*Record list*.

[Start]

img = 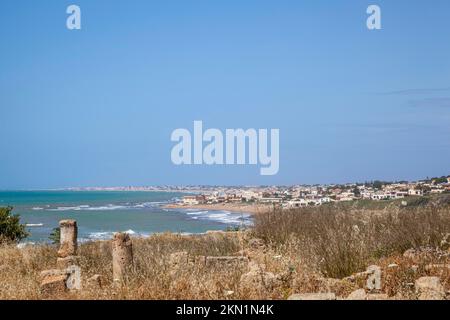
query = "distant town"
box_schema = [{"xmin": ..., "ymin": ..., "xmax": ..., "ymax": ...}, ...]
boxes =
[{"xmin": 65, "ymin": 175, "xmax": 450, "ymax": 208}]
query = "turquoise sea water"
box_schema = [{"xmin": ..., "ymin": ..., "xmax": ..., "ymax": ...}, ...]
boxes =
[{"xmin": 0, "ymin": 191, "xmax": 251, "ymax": 242}]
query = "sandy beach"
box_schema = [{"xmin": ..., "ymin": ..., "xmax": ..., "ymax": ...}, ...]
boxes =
[{"xmin": 163, "ymin": 203, "xmax": 272, "ymax": 214}]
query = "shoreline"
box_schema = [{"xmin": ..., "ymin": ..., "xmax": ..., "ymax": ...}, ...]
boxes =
[{"xmin": 162, "ymin": 203, "xmax": 272, "ymax": 215}]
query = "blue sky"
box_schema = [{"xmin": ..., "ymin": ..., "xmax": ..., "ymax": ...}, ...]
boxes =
[{"xmin": 0, "ymin": 0, "xmax": 450, "ymax": 189}]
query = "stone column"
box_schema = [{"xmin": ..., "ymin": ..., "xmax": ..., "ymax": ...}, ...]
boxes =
[
  {"xmin": 366, "ymin": 265, "xmax": 381, "ymax": 291},
  {"xmin": 112, "ymin": 233, "xmax": 133, "ymax": 282},
  {"xmin": 58, "ymin": 220, "xmax": 78, "ymax": 258}
]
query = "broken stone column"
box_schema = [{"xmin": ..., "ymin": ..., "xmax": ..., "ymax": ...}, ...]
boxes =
[
  {"xmin": 112, "ymin": 232, "xmax": 133, "ymax": 282},
  {"xmin": 56, "ymin": 220, "xmax": 78, "ymax": 269},
  {"xmin": 415, "ymin": 277, "xmax": 445, "ymax": 300},
  {"xmin": 40, "ymin": 266, "xmax": 81, "ymax": 297},
  {"xmin": 366, "ymin": 265, "xmax": 381, "ymax": 291}
]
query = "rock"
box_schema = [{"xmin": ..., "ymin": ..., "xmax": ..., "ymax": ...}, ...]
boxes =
[
  {"xmin": 288, "ymin": 293, "xmax": 336, "ymax": 301},
  {"xmin": 314, "ymin": 278, "xmax": 358, "ymax": 296},
  {"xmin": 248, "ymin": 238, "xmax": 264, "ymax": 249},
  {"xmin": 58, "ymin": 220, "xmax": 78, "ymax": 258},
  {"xmin": 169, "ymin": 251, "xmax": 189, "ymax": 268},
  {"xmin": 65, "ymin": 265, "xmax": 81, "ymax": 290},
  {"xmin": 205, "ymin": 256, "xmax": 249, "ymax": 268},
  {"xmin": 347, "ymin": 289, "xmax": 367, "ymax": 300},
  {"xmin": 112, "ymin": 232, "xmax": 133, "ymax": 282},
  {"xmin": 86, "ymin": 274, "xmax": 106, "ymax": 289},
  {"xmin": 40, "ymin": 274, "xmax": 68, "ymax": 297},
  {"xmin": 40, "ymin": 266, "xmax": 81, "ymax": 290},
  {"xmin": 415, "ymin": 277, "xmax": 445, "ymax": 300},
  {"xmin": 56, "ymin": 256, "xmax": 80, "ymax": 269},
  {"xmin": 425, "ymin": 263, "xmax": 450, "ymax": 272},
  {"xmin": 239, "ymin": 268, "xmax": 280, "ymax": 292},
  {"xmin": 367, "ymin": 293, "xmax": 389, "ymax": 300},
  {"xmin": 366, "ymin": 265, "xmax": 381, "ymax": 291},
  {"xmin": 441, "ymin": 233, "xmax": 450, "ymax": 250}
]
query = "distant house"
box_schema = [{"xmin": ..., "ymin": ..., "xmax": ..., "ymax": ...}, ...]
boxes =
[
  {"xmin": 408, "ymin": 189, "xmax": 423, "ymax": 196},
  {"xmin": 183, "ymin": 195, "xmax": 206, "ymax": 205}
]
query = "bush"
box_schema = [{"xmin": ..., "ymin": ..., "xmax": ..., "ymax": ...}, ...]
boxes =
[
  {"xmin": 255, "ymin": 206, "xmax": 450, "ymax": 278},
  {"xmin": 0, "ymin": 207, "xmax": 28, "ymax": 243}
]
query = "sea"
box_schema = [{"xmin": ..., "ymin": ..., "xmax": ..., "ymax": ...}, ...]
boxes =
[{"xmin": 0, "ymin": 191, "xmax": 252, "ymax": 243}]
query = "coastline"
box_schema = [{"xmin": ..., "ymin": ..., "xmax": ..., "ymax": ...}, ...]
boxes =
[{"xmin": 162, "ymin": 203, "xmax": 272, "ymax": 215}]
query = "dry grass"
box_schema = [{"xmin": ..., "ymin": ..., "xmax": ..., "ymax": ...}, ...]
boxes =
[
  {"xmin": 255, "ymin": 206, "xmax": 450, "ymax": 278},
  {"xmin": 0, "ymin": 206, "xmax": 450, "ymax": 299}
]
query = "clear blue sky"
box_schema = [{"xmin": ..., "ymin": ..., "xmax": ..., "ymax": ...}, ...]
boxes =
[{"xmin": 0, "ymin": 0, "xmax": 450, "ymax": 189}]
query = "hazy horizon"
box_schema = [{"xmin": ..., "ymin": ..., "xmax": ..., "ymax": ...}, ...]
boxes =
[{"xmin": 0, "ymin": 0, "xmax": 450, "ymax": 190}]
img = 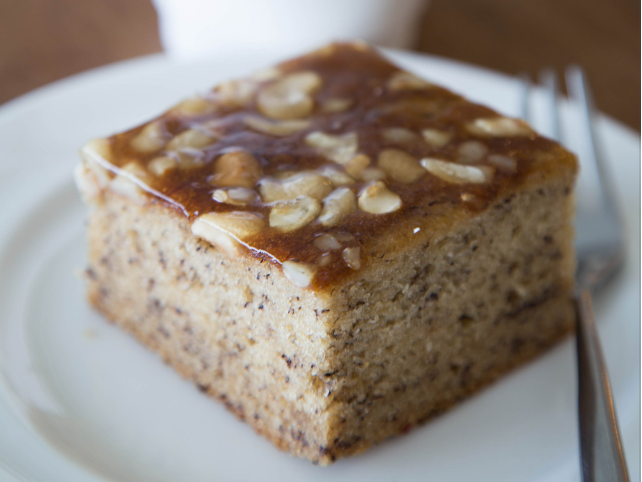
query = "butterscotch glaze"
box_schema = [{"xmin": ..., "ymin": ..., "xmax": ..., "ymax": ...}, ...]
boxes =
[{"xmin": 77, "ymin": 43, "xmax": 574, "ymax": 289}]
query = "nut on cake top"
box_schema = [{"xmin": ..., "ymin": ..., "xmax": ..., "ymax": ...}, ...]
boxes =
[{"xmin": 77, "ymin": 42, "xmax": 577, "ymax": 289}]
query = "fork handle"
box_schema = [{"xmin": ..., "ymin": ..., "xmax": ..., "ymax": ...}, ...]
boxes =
[{"xmin": 575, "ymin": 288, "xmax": 629, "ymax": 482}]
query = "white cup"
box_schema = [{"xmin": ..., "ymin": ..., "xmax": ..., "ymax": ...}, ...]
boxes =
[{"xmin": 153, "ymin": 0, "xmax": 428, "ymax": 59}]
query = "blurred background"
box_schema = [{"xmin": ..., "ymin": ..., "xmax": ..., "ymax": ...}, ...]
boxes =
[{"xmin": 0, "ymin": 0, "xmax": 640, "ymax": 130}]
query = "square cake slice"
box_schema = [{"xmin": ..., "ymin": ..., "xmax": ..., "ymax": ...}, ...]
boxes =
[{"xmin": 75, "ymin": 43, "xmax": 577, "ymax": 464}]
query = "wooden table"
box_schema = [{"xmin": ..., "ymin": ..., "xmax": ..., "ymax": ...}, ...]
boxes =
[{"xmin": 0, "ymin": 0, "xmax": 640, "ymax": 130}]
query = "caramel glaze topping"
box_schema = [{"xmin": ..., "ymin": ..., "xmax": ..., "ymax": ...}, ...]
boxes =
[{"xmin": 82, "ymin": 43, "xmax": 563, "ymax": 289}]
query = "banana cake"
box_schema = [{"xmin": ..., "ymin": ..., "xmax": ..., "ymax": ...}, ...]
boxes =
[{"xmin": 75, "ymin": 42, "xmax": 577, "ymax": 465}]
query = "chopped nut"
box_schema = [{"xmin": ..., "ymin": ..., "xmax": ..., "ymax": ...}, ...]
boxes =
[
  {"xmin": 80, "ymin": 139, "xmax": 114, "ymax": 163},
  {"xmin": 212, "ymin": 187, "xmax": 257, "ymax": 206},
  {"xmin": 147, "ymin": 156, "xmax": 178, "ymax": 177},
  {"xmin": 216, "ymin": 79, "xmax": 257, "ymax": 107},
  {"xmin": 172, "ymin": 97, "xmax": 216, "ymax": 117},
  {"xmin": 317, "ymin": 166, "xmax": 354, "ymax": 187},
  {"xmin": 314, "ymin": 233, "xmax": 341, "ymax": 251},
  {"xmin": 466, "ymin": 117, "xmax": 532, "ymax": 137},
  {"xmin": 109, "ymin": 161, "xmax": 149, "ymax": 205},
  {"xmin": 282, "ymin": 261, "xmax": 317, "ymax": 288},
  {"xmin": 210, "ymin": 150, "xmax": 261, "ymax": 188},
  {"xmin": 388, "ymin": 70, "xmax": 432, "ymax": 90},
  {"xmin": 359, "ymin": 167, "xmax": 386, "ymax": 182},
  {"xmin": 421, "ymin": 158, "xmax": 493, "ymax": 184},
  {"xmin": 192, "ymin": 211, "xmax": 265, "ymax": 256},
  {"xmin": 317, "ymin": 253, "xmax": 332, "ymax": 268},
  {"xmin": 243, "ymin": 116, "xmax": 311, "ymax": 137},
  {"xmin": 377, "ymin": 149, "xmax": 426, "ymax": 183},
  {"xmin": 457, "ymin": 141, "xmax": 488, "ymax": 164},
  {"xmin": 342, "ymin": 247, "xmax": 361, "ymax": 269},
  {"xmin": 381, "ymin": 127, "xmax": 419, "ymax": 145},
  {"xmin": 257, "ymin": 71, "xmax": 323, "ymax": 119},
  {"xmin": 321, "ymin": 97, "xmax": 353, "ymax": 114},
  {"xmin": 259, "ymin": 171, "xmax": 332, "ymax": 203},
  {"xmin": 270, "ymin": 196, "xmax": 321, "ymax": 231},
  {"xmin": 305, "ymin": 131, "xmax": 359, "ymax": 165},
  {"xmin": 359, "ymin": 181, "xmax": 401, "ymax": 214},
  {"xmin": 487, "ymin": 154, "xmax": 517, "ymax": 174},
  {"xmin": 167, "ymin": 129, "xmax": 217, "ymax": 151},
  {"xmin": 129, "ymin": 121, "xmax": 167, "ymax": 153},
  {"xmin": 345, "ymin": 154, "xmax": 370, "ymax": 178},
  {"xmin": 319, "ymin": 187, "xmax": 357, "ymax": 226},
  {"xmin": 421, "ymin": 129, "xmax": 453, "ymax": 149}
]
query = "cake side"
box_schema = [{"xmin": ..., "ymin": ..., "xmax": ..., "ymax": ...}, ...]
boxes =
[
  {"xmin": 75, "ymin": 43, "xmax": 577, "ymax": 464},
  {"xmin": 77, "ymin": 157, "xmax": 573, "ymax": 464},
  {"xmin": 320, "ymin": 176, "xmax": 574, "ymax": 457},
  {"xmin": 86, "ymin": 186, "xmax": 338, "ymax": 461}
]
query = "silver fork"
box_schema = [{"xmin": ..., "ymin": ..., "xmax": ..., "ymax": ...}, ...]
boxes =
[{"xmin": 521, "ymin": 66, "xmax": 629, "ymax": 482}]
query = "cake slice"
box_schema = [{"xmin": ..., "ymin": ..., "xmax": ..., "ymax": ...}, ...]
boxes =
[{"xmin": 75, "ymin": 43, "xmax": 577, "ymax": 464}]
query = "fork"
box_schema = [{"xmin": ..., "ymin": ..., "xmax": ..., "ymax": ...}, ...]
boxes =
[{"xmin": 521, "ymin": 66, "xmax": 629, "ymax": 482}]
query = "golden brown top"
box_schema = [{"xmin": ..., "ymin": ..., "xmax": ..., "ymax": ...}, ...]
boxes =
[{"xmin": 76, "ymin": 43, "xmax": 574, "ymax": 288}]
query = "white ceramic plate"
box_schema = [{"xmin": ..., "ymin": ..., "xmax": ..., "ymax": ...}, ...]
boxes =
[{"xmin": 0, "ymin": 49, "xmax": 640, "ymax": 482}]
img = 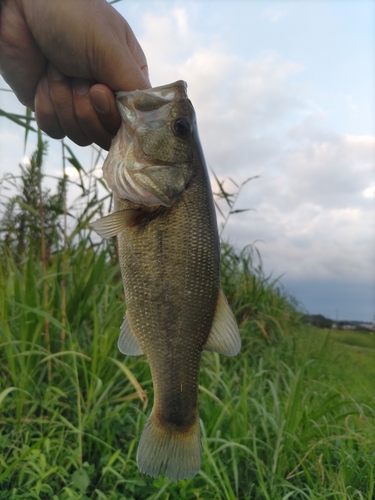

[End]

*Exercise*.
Copy every line above that contains the string "stone", matching case exactly.

*Answer in full*.
query = "stone column"
query = "broken stone column"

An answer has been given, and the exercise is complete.